— Begin Listed entries —

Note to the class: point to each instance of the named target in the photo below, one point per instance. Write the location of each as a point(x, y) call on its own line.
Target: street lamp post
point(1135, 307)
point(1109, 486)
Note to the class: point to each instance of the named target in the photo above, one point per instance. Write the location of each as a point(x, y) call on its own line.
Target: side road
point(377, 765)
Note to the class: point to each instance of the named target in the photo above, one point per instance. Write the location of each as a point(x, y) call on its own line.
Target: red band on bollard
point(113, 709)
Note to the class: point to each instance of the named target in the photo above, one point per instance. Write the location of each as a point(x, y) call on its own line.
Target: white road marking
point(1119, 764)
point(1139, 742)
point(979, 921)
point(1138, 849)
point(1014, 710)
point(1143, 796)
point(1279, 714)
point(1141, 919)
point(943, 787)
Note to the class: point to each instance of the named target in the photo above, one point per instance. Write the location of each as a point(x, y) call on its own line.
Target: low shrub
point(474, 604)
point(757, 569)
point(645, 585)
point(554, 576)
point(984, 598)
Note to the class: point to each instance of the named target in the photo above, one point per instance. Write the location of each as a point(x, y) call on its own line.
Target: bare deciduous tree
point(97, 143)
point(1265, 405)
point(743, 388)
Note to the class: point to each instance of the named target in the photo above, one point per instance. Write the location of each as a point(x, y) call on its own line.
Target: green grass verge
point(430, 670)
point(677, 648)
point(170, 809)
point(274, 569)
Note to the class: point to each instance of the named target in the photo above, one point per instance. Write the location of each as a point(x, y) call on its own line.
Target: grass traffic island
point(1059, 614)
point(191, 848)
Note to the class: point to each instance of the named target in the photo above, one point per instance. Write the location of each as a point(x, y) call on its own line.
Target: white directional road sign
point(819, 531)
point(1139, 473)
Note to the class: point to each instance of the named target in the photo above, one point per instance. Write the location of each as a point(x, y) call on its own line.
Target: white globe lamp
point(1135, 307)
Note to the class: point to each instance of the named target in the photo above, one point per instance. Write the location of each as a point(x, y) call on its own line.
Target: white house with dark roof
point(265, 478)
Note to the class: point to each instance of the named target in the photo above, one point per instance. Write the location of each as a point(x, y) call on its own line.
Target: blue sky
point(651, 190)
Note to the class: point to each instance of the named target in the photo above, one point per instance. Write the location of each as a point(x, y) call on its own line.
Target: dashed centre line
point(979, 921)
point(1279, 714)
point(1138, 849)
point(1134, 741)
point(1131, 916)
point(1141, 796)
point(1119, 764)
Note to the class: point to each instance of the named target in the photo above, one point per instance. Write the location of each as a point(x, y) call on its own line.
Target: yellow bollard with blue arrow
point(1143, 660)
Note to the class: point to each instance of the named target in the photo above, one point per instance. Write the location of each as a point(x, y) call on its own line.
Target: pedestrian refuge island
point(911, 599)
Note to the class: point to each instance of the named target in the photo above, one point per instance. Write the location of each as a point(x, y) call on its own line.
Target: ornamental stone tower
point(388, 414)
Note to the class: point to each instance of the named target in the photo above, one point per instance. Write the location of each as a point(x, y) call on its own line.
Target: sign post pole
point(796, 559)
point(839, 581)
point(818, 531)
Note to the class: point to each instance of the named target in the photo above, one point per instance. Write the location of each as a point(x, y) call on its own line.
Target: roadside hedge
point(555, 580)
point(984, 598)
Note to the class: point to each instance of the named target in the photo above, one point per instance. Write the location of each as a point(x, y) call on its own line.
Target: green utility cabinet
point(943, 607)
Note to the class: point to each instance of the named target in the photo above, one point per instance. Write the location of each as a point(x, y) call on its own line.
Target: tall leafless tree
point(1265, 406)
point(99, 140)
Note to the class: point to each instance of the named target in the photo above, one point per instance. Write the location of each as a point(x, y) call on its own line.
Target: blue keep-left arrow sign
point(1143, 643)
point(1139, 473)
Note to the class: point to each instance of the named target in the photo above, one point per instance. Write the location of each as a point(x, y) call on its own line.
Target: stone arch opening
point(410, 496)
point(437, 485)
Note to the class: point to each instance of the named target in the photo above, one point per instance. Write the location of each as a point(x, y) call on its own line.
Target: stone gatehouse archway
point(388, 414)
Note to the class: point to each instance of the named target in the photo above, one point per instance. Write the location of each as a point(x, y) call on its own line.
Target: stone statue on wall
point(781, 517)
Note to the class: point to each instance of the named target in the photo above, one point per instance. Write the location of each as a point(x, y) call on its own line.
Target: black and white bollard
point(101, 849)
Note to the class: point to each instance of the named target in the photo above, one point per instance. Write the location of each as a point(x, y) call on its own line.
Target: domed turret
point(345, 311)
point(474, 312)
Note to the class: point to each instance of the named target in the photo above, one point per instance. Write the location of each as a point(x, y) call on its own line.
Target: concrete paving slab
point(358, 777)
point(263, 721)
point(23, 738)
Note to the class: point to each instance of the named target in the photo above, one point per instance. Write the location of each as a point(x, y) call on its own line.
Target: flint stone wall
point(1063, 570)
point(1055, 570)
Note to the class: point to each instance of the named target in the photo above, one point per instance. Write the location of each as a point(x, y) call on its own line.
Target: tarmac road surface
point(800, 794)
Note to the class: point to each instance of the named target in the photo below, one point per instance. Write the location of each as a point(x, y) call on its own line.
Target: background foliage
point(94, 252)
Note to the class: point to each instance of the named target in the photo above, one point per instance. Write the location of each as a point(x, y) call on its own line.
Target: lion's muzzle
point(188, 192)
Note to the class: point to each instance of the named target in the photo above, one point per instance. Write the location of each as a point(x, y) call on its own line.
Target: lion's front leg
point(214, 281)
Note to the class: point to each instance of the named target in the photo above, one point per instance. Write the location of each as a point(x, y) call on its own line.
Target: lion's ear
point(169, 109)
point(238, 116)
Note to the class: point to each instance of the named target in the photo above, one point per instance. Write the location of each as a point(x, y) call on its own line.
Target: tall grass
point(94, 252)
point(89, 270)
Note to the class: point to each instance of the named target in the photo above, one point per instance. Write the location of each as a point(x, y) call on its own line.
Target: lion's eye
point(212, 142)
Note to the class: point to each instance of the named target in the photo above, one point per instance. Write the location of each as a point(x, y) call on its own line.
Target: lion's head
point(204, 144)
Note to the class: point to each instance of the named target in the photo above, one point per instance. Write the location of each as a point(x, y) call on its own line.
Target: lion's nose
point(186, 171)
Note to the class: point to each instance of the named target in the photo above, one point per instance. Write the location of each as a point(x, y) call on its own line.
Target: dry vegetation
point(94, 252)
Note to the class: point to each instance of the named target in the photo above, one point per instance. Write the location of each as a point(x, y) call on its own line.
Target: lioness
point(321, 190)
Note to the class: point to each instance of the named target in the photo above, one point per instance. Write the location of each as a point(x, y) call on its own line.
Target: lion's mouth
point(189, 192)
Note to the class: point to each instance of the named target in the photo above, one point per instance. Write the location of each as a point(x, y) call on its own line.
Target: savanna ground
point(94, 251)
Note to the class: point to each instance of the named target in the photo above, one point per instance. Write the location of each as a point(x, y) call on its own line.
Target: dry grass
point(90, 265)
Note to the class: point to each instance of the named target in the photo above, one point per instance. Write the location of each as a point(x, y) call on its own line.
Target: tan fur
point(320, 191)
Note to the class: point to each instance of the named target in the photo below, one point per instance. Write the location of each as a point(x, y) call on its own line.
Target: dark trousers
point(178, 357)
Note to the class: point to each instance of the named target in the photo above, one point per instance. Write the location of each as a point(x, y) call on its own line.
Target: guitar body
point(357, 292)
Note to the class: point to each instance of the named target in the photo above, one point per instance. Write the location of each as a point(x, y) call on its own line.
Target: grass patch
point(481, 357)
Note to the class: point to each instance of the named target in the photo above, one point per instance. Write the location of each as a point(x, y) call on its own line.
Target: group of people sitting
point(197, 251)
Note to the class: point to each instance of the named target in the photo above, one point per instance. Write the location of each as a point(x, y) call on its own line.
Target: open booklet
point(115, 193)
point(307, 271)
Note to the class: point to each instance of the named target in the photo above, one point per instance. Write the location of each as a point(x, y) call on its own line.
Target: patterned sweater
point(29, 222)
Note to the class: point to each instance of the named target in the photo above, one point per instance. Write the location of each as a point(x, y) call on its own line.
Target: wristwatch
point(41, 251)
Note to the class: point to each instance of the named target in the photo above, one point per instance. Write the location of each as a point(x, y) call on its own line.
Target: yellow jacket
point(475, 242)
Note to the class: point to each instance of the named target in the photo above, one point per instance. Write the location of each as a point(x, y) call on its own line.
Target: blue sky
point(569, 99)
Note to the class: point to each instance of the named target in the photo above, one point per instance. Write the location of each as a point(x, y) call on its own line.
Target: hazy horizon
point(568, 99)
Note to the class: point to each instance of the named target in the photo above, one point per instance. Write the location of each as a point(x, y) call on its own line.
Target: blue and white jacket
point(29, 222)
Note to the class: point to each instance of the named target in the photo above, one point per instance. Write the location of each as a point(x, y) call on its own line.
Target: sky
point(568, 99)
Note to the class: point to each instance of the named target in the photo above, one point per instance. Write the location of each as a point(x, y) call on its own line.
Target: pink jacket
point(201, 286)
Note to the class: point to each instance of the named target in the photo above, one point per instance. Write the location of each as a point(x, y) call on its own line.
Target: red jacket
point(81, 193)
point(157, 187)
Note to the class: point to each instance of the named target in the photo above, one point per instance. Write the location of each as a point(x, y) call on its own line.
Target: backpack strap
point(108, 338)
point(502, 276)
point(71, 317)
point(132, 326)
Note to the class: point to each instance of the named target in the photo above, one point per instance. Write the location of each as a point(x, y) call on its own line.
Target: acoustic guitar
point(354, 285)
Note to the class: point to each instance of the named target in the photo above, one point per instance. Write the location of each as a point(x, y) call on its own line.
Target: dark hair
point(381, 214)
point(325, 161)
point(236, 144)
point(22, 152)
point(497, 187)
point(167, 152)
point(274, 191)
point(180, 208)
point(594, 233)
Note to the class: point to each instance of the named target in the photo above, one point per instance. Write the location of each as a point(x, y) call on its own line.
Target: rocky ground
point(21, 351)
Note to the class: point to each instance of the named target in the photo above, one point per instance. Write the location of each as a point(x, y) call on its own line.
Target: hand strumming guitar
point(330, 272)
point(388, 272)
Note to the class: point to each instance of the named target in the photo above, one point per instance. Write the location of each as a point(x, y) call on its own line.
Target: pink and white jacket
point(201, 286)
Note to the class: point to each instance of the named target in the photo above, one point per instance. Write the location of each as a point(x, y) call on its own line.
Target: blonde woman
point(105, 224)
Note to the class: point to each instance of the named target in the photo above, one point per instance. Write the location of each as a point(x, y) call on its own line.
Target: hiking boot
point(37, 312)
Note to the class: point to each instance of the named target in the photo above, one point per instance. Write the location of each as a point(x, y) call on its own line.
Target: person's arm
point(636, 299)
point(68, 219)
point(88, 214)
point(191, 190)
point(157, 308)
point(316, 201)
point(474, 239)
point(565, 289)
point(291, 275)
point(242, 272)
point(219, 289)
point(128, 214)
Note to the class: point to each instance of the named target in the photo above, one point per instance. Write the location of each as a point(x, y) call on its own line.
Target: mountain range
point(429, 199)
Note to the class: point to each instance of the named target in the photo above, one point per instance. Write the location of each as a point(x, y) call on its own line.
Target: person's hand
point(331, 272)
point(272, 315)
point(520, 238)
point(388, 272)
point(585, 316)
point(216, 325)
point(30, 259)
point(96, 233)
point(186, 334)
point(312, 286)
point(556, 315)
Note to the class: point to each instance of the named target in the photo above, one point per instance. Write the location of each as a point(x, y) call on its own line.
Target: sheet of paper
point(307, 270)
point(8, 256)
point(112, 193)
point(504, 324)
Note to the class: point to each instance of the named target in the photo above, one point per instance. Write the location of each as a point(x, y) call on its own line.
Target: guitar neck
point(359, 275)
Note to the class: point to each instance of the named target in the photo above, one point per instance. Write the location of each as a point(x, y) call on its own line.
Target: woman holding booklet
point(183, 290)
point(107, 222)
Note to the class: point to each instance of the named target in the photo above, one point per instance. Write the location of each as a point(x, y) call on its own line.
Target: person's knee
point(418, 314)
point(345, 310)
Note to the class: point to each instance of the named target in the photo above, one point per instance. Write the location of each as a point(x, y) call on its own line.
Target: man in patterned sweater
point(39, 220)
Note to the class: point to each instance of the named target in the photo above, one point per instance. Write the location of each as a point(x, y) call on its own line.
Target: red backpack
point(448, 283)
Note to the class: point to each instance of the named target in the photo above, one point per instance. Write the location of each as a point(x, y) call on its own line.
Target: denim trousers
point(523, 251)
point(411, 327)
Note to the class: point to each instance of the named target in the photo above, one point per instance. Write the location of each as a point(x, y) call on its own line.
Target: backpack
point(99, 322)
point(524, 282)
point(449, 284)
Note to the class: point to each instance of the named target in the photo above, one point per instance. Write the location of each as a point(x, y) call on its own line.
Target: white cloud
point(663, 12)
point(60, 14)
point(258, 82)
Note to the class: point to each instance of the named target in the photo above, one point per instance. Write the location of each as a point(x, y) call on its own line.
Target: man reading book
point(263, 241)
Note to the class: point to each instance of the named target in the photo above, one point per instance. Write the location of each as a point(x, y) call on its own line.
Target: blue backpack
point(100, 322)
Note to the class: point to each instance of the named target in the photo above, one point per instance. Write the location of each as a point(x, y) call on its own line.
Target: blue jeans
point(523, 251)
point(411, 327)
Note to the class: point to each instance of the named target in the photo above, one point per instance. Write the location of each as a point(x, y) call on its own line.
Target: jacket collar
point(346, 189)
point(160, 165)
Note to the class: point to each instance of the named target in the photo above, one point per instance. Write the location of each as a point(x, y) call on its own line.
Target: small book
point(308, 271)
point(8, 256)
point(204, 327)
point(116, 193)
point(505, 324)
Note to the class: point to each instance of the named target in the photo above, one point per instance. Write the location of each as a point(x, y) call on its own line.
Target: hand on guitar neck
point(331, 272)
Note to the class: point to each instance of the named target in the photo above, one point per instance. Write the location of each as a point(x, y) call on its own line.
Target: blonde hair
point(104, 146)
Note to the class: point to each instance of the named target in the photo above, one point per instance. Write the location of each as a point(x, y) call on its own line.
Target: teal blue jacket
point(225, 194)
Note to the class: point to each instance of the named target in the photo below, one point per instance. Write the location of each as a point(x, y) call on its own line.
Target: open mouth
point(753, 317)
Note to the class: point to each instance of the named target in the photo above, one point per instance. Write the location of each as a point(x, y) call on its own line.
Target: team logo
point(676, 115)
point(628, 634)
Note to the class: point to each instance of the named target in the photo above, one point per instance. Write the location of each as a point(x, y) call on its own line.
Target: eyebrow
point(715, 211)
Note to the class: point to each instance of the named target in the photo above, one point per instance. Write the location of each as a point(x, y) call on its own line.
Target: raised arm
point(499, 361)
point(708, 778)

— End Listed entries —

Exercise task: Repeat word for word every line from the very start of the rows up to and including the line that contains "point(1109, 486)".

Result of this task:
Note to the class: point to each instance of the named target in the photo below, one point per instance. Write the location of each as a point(x, y) call on its own line.
Target: street lamp post
point(1135, 307)
point(1109, 486)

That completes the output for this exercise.